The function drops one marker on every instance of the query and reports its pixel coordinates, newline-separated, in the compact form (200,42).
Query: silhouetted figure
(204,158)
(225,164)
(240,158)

Objective: Switch "silhouetted figure" to "shadowed figure" in the listing above and reproduce all its lines with nothing else changed.

Response:
The function drops one marker on every instance of the query and reports its pixel coordinates, newline-separated, in the compact form (200,42).
Query: shadowed figure
(204,158)
(225,164)
(240,158)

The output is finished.